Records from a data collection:
━━━━
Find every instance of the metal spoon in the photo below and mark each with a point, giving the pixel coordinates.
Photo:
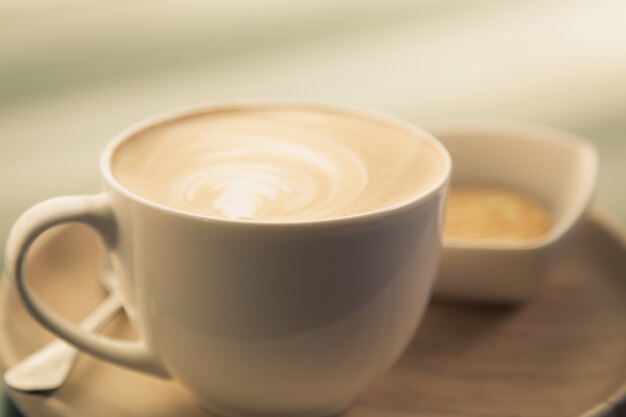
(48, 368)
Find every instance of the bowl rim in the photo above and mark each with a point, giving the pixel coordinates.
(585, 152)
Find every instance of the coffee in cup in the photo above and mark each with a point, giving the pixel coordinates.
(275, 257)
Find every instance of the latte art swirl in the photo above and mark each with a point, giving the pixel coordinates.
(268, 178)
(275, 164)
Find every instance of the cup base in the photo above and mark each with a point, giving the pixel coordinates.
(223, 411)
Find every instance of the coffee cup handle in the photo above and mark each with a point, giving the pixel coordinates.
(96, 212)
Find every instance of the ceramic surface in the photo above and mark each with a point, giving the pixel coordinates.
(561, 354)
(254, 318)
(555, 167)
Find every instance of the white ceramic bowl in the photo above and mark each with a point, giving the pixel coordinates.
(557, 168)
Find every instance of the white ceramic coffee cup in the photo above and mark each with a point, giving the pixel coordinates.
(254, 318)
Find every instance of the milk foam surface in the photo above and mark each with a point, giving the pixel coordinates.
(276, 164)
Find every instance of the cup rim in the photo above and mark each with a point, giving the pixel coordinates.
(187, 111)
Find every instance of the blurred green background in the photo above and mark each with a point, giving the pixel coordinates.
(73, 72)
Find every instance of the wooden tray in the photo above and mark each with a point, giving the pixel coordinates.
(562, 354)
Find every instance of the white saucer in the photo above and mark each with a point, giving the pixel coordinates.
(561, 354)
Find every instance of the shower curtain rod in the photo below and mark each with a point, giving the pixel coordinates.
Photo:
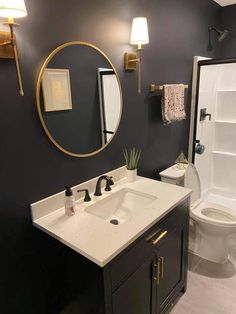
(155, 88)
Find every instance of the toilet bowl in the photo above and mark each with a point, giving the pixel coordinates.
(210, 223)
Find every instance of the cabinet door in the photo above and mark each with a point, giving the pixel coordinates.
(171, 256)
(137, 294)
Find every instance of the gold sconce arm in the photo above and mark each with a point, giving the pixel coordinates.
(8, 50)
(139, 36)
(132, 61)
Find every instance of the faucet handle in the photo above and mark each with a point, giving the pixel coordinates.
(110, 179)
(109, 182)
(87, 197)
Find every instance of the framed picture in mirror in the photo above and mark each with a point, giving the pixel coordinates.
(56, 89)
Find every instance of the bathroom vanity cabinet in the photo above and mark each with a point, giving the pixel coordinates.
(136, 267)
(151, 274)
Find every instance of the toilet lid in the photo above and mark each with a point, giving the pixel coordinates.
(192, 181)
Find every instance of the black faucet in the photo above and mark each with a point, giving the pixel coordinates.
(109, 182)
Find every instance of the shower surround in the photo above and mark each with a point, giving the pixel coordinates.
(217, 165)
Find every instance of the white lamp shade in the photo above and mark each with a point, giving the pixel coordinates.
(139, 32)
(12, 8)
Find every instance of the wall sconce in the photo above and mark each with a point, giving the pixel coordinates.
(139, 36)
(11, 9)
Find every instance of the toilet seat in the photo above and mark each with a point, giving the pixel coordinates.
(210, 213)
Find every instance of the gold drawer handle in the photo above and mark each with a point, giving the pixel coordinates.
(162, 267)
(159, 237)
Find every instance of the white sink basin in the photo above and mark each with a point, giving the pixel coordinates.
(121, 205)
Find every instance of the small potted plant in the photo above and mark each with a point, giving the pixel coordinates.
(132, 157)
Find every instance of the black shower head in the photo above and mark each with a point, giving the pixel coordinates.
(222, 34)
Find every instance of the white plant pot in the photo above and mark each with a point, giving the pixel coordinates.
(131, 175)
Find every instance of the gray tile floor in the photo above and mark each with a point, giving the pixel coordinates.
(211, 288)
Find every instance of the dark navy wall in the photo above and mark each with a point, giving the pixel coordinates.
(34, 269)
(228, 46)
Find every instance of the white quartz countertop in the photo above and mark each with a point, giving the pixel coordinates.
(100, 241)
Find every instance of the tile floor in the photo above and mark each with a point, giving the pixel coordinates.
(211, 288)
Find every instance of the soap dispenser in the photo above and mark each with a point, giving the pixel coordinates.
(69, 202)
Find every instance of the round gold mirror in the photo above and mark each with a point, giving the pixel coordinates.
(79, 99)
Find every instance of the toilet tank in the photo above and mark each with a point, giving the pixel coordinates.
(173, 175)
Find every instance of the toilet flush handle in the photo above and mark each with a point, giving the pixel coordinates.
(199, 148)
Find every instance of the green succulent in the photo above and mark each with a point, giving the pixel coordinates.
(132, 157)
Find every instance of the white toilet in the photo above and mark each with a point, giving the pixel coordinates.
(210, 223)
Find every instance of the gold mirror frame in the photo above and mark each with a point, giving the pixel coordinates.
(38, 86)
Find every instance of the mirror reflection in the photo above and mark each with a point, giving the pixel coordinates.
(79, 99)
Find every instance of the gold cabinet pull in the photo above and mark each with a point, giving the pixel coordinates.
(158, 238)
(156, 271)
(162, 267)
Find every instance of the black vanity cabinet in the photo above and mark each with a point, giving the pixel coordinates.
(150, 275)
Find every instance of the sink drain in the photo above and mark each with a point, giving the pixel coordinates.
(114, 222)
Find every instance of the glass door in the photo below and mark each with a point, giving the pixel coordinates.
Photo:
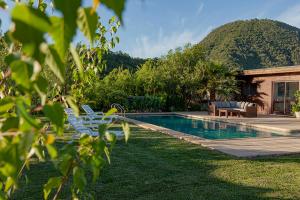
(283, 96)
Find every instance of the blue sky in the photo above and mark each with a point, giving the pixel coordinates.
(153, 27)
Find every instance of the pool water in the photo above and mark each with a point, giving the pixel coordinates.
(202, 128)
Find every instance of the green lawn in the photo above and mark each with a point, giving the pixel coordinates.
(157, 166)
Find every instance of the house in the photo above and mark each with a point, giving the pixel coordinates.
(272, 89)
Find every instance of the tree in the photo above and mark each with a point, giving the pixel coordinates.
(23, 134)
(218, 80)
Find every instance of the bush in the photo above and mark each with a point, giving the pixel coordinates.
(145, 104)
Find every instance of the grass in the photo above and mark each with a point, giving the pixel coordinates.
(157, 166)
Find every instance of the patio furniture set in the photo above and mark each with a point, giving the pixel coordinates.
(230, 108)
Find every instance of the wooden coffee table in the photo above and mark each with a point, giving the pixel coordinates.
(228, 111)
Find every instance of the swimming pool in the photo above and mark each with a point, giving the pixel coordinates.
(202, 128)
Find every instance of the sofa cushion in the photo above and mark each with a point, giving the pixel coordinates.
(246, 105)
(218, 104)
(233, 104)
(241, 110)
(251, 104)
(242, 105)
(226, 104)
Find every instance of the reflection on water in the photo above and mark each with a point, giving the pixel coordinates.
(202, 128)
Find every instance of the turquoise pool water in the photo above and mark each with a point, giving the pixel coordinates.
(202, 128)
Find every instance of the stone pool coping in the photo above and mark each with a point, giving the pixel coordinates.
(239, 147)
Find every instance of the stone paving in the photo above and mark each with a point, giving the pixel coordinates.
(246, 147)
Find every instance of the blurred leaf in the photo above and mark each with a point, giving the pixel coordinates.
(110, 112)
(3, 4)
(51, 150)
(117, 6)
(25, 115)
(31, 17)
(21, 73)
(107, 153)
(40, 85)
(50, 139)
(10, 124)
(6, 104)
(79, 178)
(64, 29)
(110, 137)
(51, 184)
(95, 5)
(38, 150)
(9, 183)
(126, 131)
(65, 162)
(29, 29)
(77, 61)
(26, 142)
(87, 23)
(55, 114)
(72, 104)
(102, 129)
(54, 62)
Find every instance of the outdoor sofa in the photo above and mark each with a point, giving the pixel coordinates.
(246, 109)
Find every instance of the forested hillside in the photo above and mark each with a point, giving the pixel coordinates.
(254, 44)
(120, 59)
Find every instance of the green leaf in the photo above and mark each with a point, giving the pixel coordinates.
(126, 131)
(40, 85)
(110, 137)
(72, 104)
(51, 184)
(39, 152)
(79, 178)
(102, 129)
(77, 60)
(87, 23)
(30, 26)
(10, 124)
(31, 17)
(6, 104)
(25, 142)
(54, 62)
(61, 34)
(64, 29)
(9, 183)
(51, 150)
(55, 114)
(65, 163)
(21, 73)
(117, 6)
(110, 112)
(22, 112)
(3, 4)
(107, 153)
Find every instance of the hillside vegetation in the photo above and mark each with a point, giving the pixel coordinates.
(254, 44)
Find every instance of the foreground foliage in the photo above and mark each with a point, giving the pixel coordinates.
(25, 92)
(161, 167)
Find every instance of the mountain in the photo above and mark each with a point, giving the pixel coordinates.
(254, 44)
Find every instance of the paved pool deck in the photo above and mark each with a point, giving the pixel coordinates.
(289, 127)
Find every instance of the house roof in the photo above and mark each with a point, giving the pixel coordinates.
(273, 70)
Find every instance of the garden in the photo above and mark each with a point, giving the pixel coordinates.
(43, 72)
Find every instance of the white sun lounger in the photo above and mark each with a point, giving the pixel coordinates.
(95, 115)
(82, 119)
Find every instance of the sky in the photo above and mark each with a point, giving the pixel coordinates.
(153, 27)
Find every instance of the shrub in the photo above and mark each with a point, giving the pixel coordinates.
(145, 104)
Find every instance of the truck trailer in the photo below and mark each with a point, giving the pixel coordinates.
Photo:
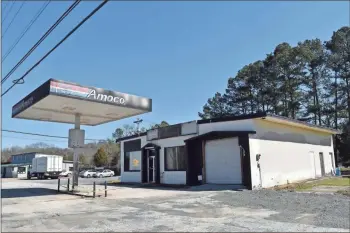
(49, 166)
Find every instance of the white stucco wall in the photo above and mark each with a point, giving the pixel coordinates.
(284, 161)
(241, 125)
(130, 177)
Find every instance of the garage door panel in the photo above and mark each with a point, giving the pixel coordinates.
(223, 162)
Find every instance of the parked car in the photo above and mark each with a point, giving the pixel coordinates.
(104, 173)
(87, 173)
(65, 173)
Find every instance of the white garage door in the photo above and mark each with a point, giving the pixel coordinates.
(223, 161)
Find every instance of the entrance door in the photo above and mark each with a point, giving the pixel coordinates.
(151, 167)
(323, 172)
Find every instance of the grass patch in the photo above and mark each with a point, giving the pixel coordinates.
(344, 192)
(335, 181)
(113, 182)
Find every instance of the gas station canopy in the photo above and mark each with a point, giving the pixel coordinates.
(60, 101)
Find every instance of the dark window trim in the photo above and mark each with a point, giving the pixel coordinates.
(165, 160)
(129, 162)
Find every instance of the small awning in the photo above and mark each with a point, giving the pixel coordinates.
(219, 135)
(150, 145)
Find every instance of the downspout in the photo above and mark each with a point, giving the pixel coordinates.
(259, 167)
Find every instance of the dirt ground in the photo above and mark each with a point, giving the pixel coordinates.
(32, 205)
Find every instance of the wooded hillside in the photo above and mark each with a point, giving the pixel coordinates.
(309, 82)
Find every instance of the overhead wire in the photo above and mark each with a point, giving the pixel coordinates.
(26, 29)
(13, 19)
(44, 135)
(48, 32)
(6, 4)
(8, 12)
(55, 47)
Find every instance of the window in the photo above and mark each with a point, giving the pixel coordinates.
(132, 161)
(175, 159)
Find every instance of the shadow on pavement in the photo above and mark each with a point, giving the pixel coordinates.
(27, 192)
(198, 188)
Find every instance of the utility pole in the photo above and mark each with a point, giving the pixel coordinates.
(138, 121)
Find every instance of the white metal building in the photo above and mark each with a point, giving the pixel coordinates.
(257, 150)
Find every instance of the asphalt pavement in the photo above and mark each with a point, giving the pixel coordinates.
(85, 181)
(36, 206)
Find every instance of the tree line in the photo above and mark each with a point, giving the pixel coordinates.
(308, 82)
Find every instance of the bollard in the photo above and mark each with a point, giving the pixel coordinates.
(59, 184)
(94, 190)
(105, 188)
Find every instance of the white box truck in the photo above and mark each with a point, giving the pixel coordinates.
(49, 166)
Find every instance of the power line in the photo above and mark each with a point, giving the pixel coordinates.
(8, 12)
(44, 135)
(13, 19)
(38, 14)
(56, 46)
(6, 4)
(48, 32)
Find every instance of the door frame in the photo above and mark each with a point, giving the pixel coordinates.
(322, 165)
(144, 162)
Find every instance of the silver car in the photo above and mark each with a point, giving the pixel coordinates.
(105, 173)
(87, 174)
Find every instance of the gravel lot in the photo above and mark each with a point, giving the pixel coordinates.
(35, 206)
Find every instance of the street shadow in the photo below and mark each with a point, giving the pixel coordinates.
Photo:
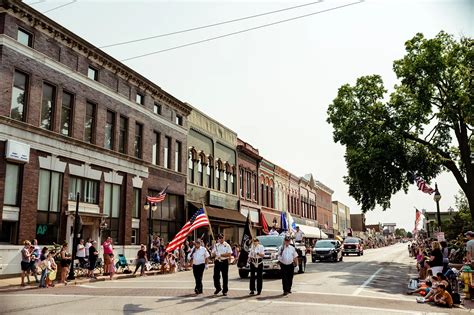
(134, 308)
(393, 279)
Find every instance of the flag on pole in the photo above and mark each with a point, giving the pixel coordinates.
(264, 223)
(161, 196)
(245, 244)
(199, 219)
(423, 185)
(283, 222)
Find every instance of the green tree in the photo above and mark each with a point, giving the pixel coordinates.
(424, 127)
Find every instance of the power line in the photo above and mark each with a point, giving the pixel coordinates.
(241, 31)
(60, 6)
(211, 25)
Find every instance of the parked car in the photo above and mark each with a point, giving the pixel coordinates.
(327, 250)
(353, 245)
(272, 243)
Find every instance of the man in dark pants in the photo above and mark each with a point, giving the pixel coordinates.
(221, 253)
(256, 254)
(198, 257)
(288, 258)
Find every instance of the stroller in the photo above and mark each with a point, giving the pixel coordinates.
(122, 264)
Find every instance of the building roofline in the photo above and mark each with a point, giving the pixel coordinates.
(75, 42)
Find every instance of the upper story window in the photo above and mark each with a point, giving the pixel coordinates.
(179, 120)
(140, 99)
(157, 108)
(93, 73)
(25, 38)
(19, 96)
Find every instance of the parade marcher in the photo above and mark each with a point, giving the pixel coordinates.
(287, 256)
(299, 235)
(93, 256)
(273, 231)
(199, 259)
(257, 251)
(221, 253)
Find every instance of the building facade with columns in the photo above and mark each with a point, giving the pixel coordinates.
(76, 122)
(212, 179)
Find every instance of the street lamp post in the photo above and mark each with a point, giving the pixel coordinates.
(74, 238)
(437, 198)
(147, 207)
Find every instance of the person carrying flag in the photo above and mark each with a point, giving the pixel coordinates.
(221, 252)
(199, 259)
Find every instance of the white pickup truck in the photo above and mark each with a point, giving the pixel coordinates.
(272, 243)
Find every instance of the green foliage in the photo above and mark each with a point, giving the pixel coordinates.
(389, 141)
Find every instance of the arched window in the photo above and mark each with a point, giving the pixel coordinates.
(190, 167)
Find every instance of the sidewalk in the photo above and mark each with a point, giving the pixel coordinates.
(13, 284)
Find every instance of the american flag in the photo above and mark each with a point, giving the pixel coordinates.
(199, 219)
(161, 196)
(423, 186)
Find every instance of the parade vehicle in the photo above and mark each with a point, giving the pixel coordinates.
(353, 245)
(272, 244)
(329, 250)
━━━━
--- WORK TO COMPLETE ---
The result consists of the line with "Find every instance of the person" through the last line of the entries above, repeated exactly and with nothing else.

--- RESULT FOR THIS TASK ---
Find every instance of the person carrying flag in the photo above and mark each with a point, giving the pixel coordinates.
(221, 252)
(199, 259)
Find every instance of the white pickup truck in the photo above and mark each with a point, giving the pixel coordinates.
(272, 243)
Find every instance of the green foliage in the photo above and mark each with a point, giving the pixel coordinates.
(389, 141)
Find every instance of the arched window in the photo above and mark each with a point, giving the pixel coordinates.
(190, 167)
Find every instance of the sidewalk in the photo above and mark each with a point, giving the pixel coordinates.
(13, 284)
Find every instance of the american flag in the photo above and mark each with a point, giving the pixel coordinates.
(199, 219)
(161, 196)
(423, 186)
Find every instance of the parade vehicle in the photo above and mark each with a point, giving the pixel coordinates.
(353, 245)
(272, 244)
(329, 250)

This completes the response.